The output must contain exactly the lines from the top of the listing below through the line containing "Where can the drinking", and no pictures.

━━━━━━━━━━━━━━━━━━━━

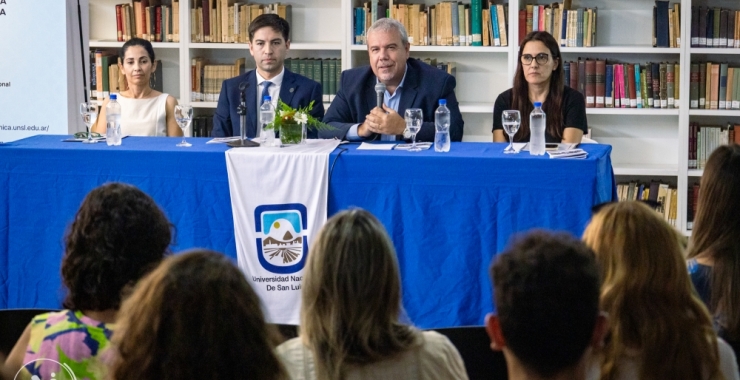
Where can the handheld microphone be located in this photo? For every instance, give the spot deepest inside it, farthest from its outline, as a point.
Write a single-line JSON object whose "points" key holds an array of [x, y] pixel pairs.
{"points": [[379, 92]]}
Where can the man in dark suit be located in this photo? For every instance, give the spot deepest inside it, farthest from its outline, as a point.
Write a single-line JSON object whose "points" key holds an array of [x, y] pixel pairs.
{"points": [[409, 83], [268, 44]]}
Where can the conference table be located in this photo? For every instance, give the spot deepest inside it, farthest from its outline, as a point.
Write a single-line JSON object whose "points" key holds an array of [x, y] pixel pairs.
{"points": [[448, 214]]}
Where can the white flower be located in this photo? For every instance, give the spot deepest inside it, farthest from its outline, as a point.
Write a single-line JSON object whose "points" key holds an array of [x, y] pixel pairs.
{"points": [[300, 117]]}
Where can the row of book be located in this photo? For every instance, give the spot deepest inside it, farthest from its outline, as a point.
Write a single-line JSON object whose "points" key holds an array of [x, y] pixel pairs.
{"points": [[704, 139], [106, 77], [666, 24], [207, 79], [227, 21], [447, 23], [148, 19], [665, 196], [570, 27], [715, 27], [202, 126], [624, 85], [714, 86]]}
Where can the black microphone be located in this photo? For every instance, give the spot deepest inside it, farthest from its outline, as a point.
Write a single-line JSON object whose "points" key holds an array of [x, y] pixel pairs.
{"points": [[379, 92], [242, 95]]}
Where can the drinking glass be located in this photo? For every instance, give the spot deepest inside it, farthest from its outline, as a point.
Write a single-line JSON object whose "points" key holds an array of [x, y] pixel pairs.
{"points": [[414, 118], [89, 112], [511, 120], [183, 116]]}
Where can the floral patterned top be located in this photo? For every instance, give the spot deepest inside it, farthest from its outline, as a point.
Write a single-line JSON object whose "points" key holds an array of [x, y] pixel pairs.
{"points": [[68, 345]]}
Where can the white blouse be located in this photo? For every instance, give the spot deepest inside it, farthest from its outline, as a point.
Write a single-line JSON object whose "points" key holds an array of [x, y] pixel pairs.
{"points": [[144, 117]]}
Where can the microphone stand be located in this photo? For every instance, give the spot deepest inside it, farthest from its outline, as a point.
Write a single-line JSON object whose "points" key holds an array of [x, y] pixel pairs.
{"points": [[242, 111]]}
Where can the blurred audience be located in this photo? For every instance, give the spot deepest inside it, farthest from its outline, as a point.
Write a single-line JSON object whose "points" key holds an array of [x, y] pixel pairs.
{"points": [[195, 317], [117, 236], [349, 314], [546, 294], [714, 247]]}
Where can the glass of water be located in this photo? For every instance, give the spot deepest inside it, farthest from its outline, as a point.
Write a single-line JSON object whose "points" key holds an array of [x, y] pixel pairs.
{"points": [[511, 120], [414, 118], [89, 112], [183, 116]]}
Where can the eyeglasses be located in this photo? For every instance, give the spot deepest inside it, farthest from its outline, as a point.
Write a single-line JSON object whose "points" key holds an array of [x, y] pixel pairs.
{"points": [[541, 58], [83, 135]]}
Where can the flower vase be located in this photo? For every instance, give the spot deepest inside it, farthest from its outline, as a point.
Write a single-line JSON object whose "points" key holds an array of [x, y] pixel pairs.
{"points": [[291, 133]]}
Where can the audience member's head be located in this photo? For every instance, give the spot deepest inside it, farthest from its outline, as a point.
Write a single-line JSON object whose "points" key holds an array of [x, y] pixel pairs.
{"points": [[715, 234], [649, 297], [117, 236], [194, 317], [352, 295], [546, 292]]}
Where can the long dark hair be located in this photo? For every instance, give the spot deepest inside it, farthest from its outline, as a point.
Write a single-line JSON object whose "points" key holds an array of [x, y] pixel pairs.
{"points": [[715, 233], [554, 102], [195, 317]]}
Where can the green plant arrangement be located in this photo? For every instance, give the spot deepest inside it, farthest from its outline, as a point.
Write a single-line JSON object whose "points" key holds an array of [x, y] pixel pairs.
{"points": [[290, 122]]}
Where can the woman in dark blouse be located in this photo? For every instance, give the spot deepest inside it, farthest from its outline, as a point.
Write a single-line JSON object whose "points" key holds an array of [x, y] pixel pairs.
{"points": [[539, 78]]}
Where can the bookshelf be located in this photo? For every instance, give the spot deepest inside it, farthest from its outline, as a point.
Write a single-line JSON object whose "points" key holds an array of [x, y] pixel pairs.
{"points": [[647, 143]]}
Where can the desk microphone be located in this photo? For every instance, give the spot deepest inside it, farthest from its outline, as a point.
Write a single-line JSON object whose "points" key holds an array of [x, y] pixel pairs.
{"points": [[379, 92], [242, 111]]}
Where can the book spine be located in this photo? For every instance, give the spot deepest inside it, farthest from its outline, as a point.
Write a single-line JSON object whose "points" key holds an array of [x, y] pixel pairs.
{"points": [[600, 83], [663, 85], [609, 86], [590, 83], [722, 86], [649, 85], [670, 80], [694, 86], [476, 12]]}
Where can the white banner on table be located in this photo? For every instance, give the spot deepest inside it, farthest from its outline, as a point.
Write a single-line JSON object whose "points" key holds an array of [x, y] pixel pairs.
{"points": [[279, 202]]}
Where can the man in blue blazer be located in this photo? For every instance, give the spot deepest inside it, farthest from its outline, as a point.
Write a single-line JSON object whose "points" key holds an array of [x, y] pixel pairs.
{"points": [[409, 83], [268, 44]]}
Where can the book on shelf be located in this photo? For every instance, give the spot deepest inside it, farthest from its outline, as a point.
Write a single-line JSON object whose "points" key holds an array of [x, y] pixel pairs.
{"points": [[704, 139], [155, 20], [715, 27], [624, 85], [226, 21], [656, 191], [480, 23]]}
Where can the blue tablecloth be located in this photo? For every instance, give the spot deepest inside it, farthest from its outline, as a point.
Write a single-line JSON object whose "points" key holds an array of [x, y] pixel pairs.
{"points": [[448, 214]]}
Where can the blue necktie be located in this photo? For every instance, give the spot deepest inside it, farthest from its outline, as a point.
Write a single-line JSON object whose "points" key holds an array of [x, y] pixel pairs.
{"points": [[265, 92]]}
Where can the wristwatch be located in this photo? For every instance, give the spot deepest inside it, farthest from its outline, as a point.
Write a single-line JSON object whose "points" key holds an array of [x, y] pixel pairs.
{"points": [[406, 134]]}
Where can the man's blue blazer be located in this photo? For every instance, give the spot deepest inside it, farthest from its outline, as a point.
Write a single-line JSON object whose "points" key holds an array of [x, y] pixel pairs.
{"points": [[423, 87], [295, 91]]}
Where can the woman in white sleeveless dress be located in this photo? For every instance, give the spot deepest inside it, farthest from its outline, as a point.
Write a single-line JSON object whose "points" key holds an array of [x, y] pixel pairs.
{"points": [[144, 111]]}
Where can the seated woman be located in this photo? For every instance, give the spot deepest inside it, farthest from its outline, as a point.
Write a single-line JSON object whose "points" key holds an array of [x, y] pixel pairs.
{"points": [[349, 314], [659, 329], [195, 317], [117, 236], [714, 248], [539, 78], [144, 110]]}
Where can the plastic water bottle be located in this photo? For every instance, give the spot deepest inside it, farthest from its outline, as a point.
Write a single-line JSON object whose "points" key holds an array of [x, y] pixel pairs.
{"points": [[267, 115], [113, 120], [537, 122], [442, 125]]}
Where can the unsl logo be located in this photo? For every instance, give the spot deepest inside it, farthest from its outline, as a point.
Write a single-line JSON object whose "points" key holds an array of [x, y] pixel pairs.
{"points": [[282, 244]]}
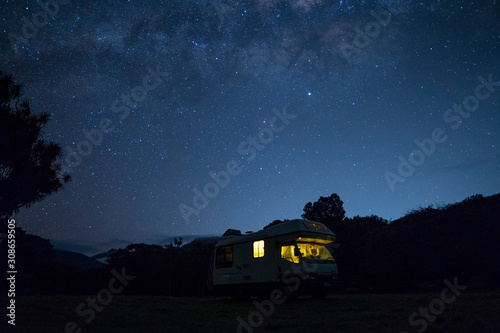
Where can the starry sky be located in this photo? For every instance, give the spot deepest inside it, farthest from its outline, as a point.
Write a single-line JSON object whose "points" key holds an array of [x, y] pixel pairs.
{"points": [[192, 117]]}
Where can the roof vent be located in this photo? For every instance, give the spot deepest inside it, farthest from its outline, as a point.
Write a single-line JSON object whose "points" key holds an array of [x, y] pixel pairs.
{"points": [[232, 232]]}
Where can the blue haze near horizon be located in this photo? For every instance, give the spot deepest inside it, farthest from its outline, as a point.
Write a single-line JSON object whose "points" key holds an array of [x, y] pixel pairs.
{"points": [[224, 66]]}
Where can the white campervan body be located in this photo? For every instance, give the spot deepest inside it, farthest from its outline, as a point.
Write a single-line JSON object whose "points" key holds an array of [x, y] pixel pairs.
{"points": [[292, 256]]}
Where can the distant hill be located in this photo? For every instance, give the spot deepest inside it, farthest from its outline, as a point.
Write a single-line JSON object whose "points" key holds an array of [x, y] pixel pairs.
{"points": [[101, 257], [76, 260]]}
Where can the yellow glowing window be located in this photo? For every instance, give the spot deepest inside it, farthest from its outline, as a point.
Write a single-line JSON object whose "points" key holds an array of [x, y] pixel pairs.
{"points": [[288, 253], [258, 249]]}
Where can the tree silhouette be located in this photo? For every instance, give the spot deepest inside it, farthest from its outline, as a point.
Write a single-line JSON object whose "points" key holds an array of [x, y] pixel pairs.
{"points": [[327, 210], [28, 168]]}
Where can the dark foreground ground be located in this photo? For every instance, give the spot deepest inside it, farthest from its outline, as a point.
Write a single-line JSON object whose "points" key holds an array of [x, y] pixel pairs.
{"points": [[469, 312]]}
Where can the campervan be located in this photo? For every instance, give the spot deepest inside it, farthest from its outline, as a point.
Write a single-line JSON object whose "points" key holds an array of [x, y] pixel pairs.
{"points": [[294, 256]]}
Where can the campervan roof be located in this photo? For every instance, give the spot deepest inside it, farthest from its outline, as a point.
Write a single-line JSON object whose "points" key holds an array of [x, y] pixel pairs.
{"points": [[293, 228]]}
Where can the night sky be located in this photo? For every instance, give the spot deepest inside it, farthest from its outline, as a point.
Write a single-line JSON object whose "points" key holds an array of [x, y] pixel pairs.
{"points": [[285, 101]]}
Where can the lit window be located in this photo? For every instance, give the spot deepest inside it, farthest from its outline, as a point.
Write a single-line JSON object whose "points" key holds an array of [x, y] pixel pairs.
{"points": [[288, 253], [258, 249]]}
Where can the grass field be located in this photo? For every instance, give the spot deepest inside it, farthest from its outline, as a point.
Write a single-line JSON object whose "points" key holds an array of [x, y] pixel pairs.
{"points": [[469, 312]]}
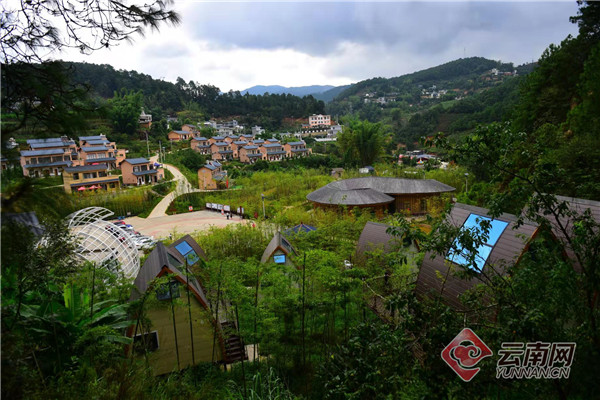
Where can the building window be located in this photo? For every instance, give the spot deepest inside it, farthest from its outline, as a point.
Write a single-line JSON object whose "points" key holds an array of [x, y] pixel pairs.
{"points": [[167, 291], [459, 255], [145, 342]]}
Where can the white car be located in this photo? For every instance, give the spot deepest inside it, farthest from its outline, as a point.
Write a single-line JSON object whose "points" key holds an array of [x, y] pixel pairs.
{"points": [[144, 242]]}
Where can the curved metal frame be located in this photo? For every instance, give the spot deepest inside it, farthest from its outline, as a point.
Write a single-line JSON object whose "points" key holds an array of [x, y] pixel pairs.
{"points": [[100, 241]]}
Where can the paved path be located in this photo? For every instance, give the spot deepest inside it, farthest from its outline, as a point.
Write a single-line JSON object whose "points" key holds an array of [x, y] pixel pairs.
{"points": [[179, 224], [182, 187]]}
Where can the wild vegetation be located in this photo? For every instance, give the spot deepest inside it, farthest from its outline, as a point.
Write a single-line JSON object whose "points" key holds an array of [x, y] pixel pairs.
{"points": [[325, 329]]}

━━━━━━━━━━━━━━━━━━━━

** PROBLEM SOLUTION **
Where can the handheld microphone be located in this photo? For every instance, give the spot deepest inside it, farthest from its outline, as a point.
Write a single-line JSON object whose "points" key holds an array of [x, y] pixel pairs.
{"points": [[379, 92]]}
Where can the man in dark suit be located in this photo? For every instance, give the spot deepest inside it, farthest from its outline, as a point.
Write a single-line JSON object whose "points" key holds an array of [x, y] pixel pairs.
{"points": [[409, 83], [268, 44]]}
Where can the conference table be located in this photo? For every instance, give the spot deepest inside it, farthest from its outline, as a point.
Write a single-line JSON object whose "points" key holds an array of [x, y] pixel pairs.
{"points": [[448, 214]]}
Where can the white flower be located in this photo? For every instance, give the spot deepest inside it, farthest from its outline, as a point.
Write a single-line JSON object whose "points" key holds an array of [x, y] pixel pairs.
{"points": [[300, 117]]}
Where can the row of book be located in this photo? For every instance, give the spot deepest inside it, farthest from its outline, as a point.
Write a single-line JSON object whose "points" key holds an array of [x, y] pixel pairs.
{"points": [[704, 139], [106, 77], [666, 24], [207, 79], [227, 21], [447, 23], [148, 19], [665, 196], [570, 27], [715, 27], [202, 126], [624, 85], [714, 86]]}
Where can the black microphone be located in this photo? For every instance, give the spot deepest inside it, farthest from its outline, as a point.
Write a single-line JSON object whose "points" key holds an array of [x, y] pixel pairs.
{"points": [[379, 92], [242, 95]]}
Where can the drinking glass be located in this photo? For every instance, give the spot deepest inside it, farthest from its outline, as a point.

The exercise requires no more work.